▶ **Entries from a point annotation set**:

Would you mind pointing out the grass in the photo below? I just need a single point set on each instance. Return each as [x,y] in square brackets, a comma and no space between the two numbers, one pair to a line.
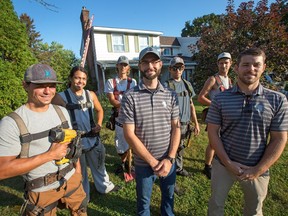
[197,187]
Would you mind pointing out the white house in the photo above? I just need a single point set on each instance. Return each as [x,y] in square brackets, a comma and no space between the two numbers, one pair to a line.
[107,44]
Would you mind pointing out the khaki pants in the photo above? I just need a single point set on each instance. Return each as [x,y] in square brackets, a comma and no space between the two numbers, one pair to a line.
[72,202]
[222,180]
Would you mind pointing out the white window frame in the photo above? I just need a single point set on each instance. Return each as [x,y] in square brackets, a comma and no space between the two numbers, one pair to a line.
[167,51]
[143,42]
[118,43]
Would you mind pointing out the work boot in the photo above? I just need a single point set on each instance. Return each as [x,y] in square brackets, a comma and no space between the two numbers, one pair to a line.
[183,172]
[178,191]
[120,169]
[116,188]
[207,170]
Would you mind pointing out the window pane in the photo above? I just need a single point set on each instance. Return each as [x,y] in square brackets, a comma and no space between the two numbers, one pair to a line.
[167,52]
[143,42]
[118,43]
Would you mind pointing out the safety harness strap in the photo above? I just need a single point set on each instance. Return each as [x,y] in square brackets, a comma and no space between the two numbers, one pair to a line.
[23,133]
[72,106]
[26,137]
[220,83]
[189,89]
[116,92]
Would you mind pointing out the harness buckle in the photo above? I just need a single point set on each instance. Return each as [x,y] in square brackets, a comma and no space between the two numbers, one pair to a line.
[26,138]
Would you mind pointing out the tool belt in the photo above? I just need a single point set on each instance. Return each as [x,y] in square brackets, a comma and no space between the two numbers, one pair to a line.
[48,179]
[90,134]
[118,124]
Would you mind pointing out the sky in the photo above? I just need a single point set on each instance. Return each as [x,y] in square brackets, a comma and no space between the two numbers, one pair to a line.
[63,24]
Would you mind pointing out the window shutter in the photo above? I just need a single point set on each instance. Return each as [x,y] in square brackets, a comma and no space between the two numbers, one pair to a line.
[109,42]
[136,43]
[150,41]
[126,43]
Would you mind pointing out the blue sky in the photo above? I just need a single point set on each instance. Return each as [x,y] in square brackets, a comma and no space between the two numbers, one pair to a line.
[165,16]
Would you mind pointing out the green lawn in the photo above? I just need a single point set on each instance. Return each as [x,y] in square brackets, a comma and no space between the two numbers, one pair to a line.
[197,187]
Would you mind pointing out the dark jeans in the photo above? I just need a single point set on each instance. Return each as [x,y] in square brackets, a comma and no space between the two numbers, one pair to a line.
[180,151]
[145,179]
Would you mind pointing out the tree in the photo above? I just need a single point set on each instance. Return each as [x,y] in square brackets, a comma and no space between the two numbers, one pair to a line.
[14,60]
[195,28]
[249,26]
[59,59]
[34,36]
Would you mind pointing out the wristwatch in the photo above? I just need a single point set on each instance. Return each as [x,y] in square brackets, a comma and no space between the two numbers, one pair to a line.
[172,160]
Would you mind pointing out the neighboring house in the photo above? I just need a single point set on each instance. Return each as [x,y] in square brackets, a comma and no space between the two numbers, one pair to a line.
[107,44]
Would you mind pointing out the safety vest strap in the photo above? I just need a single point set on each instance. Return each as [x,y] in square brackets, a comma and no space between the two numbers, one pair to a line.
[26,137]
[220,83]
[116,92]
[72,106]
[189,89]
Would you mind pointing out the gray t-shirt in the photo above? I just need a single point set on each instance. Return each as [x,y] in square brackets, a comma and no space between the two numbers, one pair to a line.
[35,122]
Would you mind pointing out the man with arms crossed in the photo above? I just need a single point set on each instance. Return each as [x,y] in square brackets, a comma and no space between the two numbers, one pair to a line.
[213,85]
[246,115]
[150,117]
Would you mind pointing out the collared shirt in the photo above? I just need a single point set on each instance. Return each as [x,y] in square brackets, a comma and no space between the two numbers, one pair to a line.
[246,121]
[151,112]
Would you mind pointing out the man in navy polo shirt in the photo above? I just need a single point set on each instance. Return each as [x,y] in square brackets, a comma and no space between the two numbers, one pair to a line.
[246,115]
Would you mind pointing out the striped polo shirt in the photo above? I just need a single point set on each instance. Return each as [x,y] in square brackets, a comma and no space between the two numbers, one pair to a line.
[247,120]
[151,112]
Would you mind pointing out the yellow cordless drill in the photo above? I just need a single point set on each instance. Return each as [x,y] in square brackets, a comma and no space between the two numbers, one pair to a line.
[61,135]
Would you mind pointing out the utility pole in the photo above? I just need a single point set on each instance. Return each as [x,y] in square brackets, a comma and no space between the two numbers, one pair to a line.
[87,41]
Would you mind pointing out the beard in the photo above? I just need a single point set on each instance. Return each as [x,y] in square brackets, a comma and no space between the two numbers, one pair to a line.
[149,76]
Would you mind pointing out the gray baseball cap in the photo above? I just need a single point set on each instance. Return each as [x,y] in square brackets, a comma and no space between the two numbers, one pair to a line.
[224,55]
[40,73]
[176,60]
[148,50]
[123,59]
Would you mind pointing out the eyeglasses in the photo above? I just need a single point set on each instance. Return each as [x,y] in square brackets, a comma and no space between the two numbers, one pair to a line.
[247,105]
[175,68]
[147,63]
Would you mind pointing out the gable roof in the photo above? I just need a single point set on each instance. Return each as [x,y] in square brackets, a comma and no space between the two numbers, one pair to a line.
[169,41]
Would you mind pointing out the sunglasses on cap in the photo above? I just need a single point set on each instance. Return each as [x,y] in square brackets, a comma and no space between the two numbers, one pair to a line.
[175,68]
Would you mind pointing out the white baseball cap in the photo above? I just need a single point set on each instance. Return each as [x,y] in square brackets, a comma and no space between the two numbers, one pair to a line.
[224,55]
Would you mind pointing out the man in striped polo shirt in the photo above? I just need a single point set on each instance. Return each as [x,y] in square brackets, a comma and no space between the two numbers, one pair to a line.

▶ **WORK TO BE COMPLETED**: Copy out every one of the entries above word for word. Omit the pictures.

▶ **SOLUTION BELOW**:
Would you mind pointing out the grass in the photo below? I just need a single point set on each instance. Return each as [x,y] in square brackets, a comma and no space between the two numbers, one pair to a line.
[197,187]
Would you mind pointing out the white house in the photo above? I just need a single point set on each instance. Return each as [x,y] in square brackets, a comma and no space between the two numbers, one pair to a line.
[107,44]
Would you mind pointing out the khaki pants in the photo above? I just need a single point set on each instance. Return each as [x,y] in square brackets, a comma and no space between the two numbers, one pair to a line.
[72,202]
[222,180]
Would you mind pointing out the white window frame in the photo above? I just need a single point set on each instance. Return each as [x,y] in square brackets, a comma and no space between the two numbers, one pair to a line.
[167,51]
[143,42]
[118,43]
Would you mind pointing out the work boot in the photo above? I just need a single point set on each instance. Return each as [x,y] in square brackets, a comma and no space between the two numbers, one pair to a line.
[183,172]
[178,191]
[120,169]
[116,188]
[207,170]
Would you mind pointing out the window pane in the photo above? I just need a single point set on each instance. Return each as [x,y] in square brackets, a comma and no space between the two numbers, one pair to a line.
[167,52]
[143,42]
[118,43]
Would you mind pointing out the safety harness strap in the photo above? I just need a single point set on each instance. Return each as [x,y] in square brackets, a comma and no space between the two numbers, one pair to a line.
[23,133]
[72,106]
[26,137]
[220,83]
[189,89]
[116,92]
Would you mind pointing out the harness buckle in the photo above? I just need a single point set on each instance. Return each as [x,y] in square brackets, a comma and no space between the two numbers, one pair to a line.
[26,138]
Would you mind pointing out the tool belt in the photo above? I just need a single point set on each instance. Return each as [x,y] in square brackets, a comma and no space between the two numbers, one pair to a line.
[48,179]
[90,134]
[118,124]
Would you mind pointing out the sky in the photo above? I just need a single point set on each instance. Return each as [x,y] in square brackets, a comma and no space between the two numbers, one pair to a line.
[63,24]
Would you mind pointing out the window shutter in the photo above? I just need a single point set on each instance. Return each as [x,y] in square brackets, a comma and no space between the two numbers, one pair to a line.
[109,42]
[136,43]
[150,41]
[126,43]
Would you mind pointing out the blue sky in the photo above? I just need a single point set on each instance. Return each as [x,y] in square brackets, a comma and no space between the two numbers, one pair to a line.
[165,16]
Would you mind pointing out the green lawn in the photo above? I just need a single point set on each instance. Return each as [x,y] in square brackets, a comma and no space between the two numbers, one pair to a line.
[197,187]
Would you mind pointing out the dark jeans in the photo above? I just need a single point set on each instance. Return each as [x,y] in square brackets, a comma and no space between the two numbers, one pair to a line.
[180,151]
[145,179]
Would you mind pointing out the tree in the photo above? I just need a single point set on each instance. Return each as [x,y] in square brackets, a comma and no space between the two numbers, one pair to a line.
[14,60]
[195,28]
[249,26]
[59,59]
[34,36]
Would you mind pointing out the wristwatch in the photo above? I just need a single point set on each instance. Return each as [x,y] in square brackets, a comma and no space between the two numbers, one pair to a line.
[172,160]
Would you mind pointing out the neighboring house in the photo above? I just need a single point set on each instance. Return each as [x,y] in square brackets, a comma and no space between the two numbers, one pair to a line.
[107,44]
Would you mind pointing out the safety vest strap in the photo above? I just need a single point set on each instance. Return each as [x,y] in square brackets, a comma and no space between the two numbers, one pair to a line.
[26,137]
[220,83]
[116,92]
[72,106]
[189,89]
Would you mind pointing out the gray t-shirt in the photo above? I just need a single point set on each instance. Return each as [x,y] in square brackets, a comma and no space between the two numbers, one pair to a line.
[35,122]
Would you mind pointing out the man with arms crossed in the photo above? I just need a single point set on each instance. Return each as [x,y] in square brackets, a comma and no space between the two numbers, one pair to a line.
[213,85]
[246,115]
[150,117]
Would you mind pointing out the collared shirt in the photo above? I just need a single point set on each instance. Return each as [x,y] in square brackets, a comma and no space between the two numbers, one pair to a line.
[246,121]
[151,112]
Would you mind pointing out the man in navy polo shirt in the photo above? I just need a single point set on each instance. Return each as [x,y] in square brackets, a comma and no space between the two numbers, one pair to a line.
[246,115]
Would you mind pointing out the striped polo shirt in the photo above? I just need a single point set on each instance. Return each as [x,y] in square brackets, a comma and no space between the two numbers, one pair to a line.
[247,120]
[151,112]
Would you mind pointing out the yellow cordless drill in the photo above? I just need a single point set on each instance. Return each as [x,y] in square brackets, a comma and no space between the two numbers, one pair to a line.
[61,135]
Would you mind pointing out the utility pole in the photo above? I just need a single point set on each instance. Return each as [x,y] in square brackets, a comma and no space between the two numbers, one pair to a line.
[87,41]
Would you mind pointing out the beard in the photo above? I just need a single point set on each instance. Return each as [x,y] in square brackets, a comma and no space between the two numbers, one pair to a line.
[149,76]
Would you mind pointing out the gray baseball cap in the photo above? I just need a single point set on each instance. Return each as [x,y] in square brackets, a comma and no space between the two numbers, one pair to a line.
[224,55]
[40,73]
[176,60]
[148,50]
[123,59]
Would you mind pointing out the eyeglasses in the photo above? I just need a single point set on each instance. Return each as [x,y] in square brackets, a comma and no space between the two numbers, one pair to a line.
[247,105]
[175,68]
[147,63]
Would you mind pointing out the gable roof in the photo above? I just need a single point set on each instance. Return each as [x,y] in square brackets, a comma and no space between the two numbers, one pair to a line.
[169,41]
Would you mind pointing out the sunglasses on cap in the photo above? I just need a single point set on each instance. Return each as [x,y] in square brackets, a comma and no space between the two numbers, one pair to a line.
[175,68]
Would you mind pointing out the white baseball cap in the photo above? I just need a single point set on each instance. Return each as [x,y] in square brackets, a comma and no space between the two numbers, one pair to a line.
[224,55]
Would you mind pointing out the man in striped polo shirt in the photo above? I just need a single point set on each instance. Return each as [x,y] in square brackets, a comma and no space between the two numbers, one pair to a line.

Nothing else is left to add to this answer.